From the public education advocacy text, list every group that the text says collective voices are powerful with.

Supplied passage:
════════════════

Monday January 10, 2022

Public Education Advocacy

Advocacy has a simple definition. It is the act or process of supporting a cause. There are many organizations, including the Oklahoma City Public Schools Foundation, that focus on advocacy as a way to advance the cause of public education by sharing both the good stories and the needs of our state’s largest school district. Collectively our voices are powerful with policy makers, community leaders, influencers and partners.

School districts themselves take an active role in advocacy and this is done in a variety of ways, including direct lobbying at the Capitol. Oklahoma City Public Schools recently held a legislative breakfast with local legislators and community leaders to share their priorities and ask directly for help in promoting legislation positive for public education and defeating detrimental bills. District leaders also introduced Jason Dunnington and Matt Latham as their lobbyists who will be working on their behalf in the upcoming session. They are both long-time public education advocates and know their way around the legislative arena.

════════════════

Information provided:
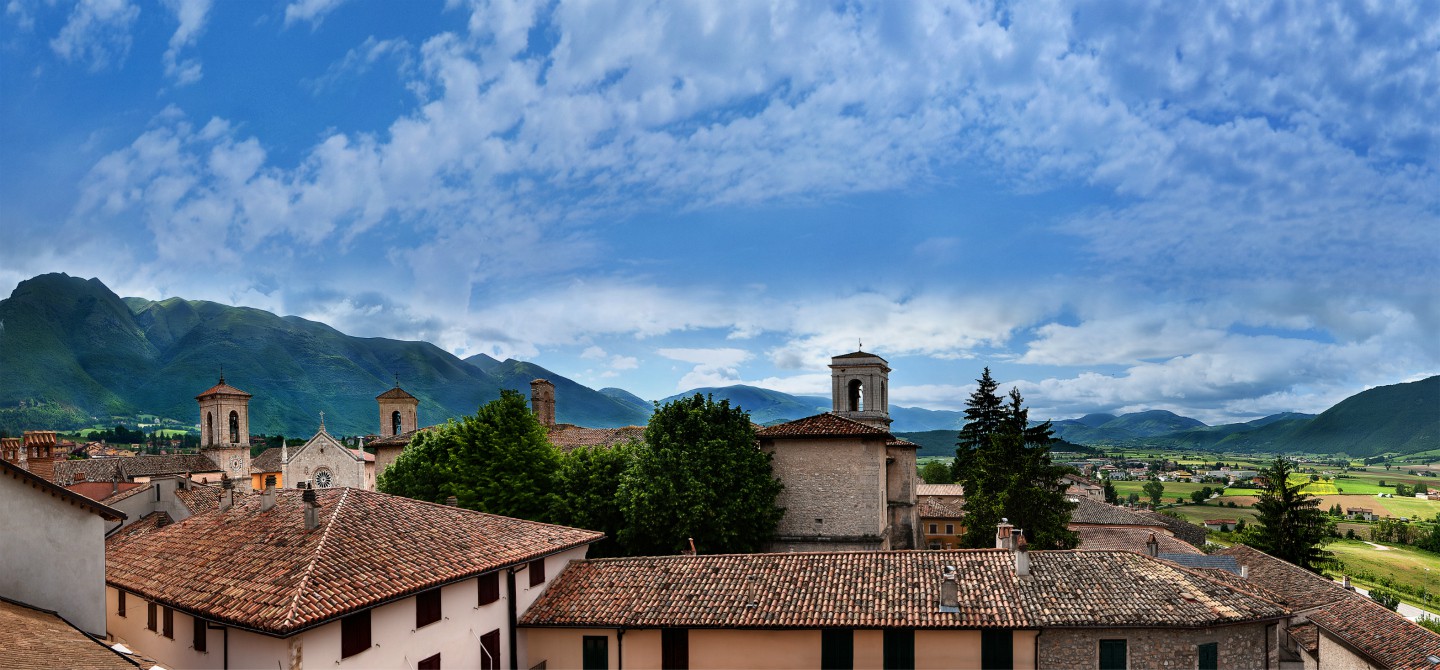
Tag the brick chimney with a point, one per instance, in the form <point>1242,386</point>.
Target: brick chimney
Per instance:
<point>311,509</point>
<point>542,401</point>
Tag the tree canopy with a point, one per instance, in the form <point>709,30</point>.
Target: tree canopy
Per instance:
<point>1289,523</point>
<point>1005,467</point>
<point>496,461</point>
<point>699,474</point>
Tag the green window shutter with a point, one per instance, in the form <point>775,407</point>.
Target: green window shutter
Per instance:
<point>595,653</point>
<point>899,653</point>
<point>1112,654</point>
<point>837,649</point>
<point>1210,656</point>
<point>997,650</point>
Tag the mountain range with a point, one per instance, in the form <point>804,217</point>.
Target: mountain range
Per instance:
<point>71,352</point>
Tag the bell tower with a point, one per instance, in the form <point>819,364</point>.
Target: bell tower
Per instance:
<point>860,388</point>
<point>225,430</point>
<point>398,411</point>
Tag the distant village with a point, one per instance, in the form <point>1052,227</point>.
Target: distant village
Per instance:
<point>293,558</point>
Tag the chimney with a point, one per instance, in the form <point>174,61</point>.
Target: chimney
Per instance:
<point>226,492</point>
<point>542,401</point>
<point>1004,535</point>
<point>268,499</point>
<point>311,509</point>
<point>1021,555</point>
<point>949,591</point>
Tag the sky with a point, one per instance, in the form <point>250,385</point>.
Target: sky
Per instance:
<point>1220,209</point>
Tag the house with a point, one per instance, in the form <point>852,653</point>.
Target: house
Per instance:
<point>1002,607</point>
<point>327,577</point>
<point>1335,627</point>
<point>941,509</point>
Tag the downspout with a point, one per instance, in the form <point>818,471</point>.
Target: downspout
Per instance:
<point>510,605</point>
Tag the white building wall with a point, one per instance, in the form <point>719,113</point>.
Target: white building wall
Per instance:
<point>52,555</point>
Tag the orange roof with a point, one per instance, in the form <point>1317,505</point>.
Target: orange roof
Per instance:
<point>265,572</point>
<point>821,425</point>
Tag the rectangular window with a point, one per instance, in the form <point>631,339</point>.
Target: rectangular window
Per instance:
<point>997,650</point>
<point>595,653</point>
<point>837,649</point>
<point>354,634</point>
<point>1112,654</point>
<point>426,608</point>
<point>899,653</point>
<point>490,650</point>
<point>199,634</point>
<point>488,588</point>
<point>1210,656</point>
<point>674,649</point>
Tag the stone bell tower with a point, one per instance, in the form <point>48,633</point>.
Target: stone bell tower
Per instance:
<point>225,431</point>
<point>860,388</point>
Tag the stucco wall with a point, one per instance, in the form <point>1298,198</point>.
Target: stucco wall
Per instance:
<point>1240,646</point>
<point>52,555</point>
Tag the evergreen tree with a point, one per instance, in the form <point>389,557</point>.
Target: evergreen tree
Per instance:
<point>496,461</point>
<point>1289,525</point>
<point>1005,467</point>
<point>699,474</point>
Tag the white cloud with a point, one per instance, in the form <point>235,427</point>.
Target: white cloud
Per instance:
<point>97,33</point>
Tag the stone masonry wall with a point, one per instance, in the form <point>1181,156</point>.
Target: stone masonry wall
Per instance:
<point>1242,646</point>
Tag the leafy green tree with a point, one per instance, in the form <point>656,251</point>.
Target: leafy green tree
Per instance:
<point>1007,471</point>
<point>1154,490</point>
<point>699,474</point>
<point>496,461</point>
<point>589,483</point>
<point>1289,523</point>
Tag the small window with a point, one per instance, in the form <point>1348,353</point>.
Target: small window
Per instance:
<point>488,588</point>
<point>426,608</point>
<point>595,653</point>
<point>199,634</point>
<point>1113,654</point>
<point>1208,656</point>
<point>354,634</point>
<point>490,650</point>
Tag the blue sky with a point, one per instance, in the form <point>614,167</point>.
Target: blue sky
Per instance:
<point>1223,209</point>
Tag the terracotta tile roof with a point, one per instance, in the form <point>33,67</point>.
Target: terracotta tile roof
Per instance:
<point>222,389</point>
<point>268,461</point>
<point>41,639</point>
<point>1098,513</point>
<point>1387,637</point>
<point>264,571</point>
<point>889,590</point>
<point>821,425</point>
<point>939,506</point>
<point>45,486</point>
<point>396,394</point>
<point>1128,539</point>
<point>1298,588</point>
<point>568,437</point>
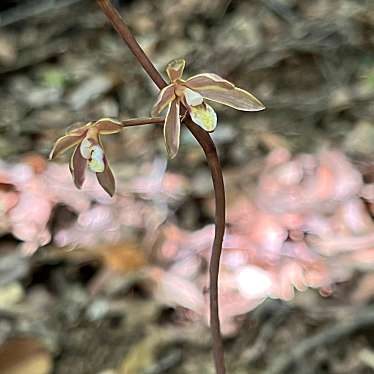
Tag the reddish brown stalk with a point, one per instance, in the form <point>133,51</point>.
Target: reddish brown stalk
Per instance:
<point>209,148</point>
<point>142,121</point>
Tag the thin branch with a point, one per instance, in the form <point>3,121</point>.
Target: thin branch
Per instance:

════════════════

Solution to this task:
- Policy makers
- Community leaders
- Influencers
- Partners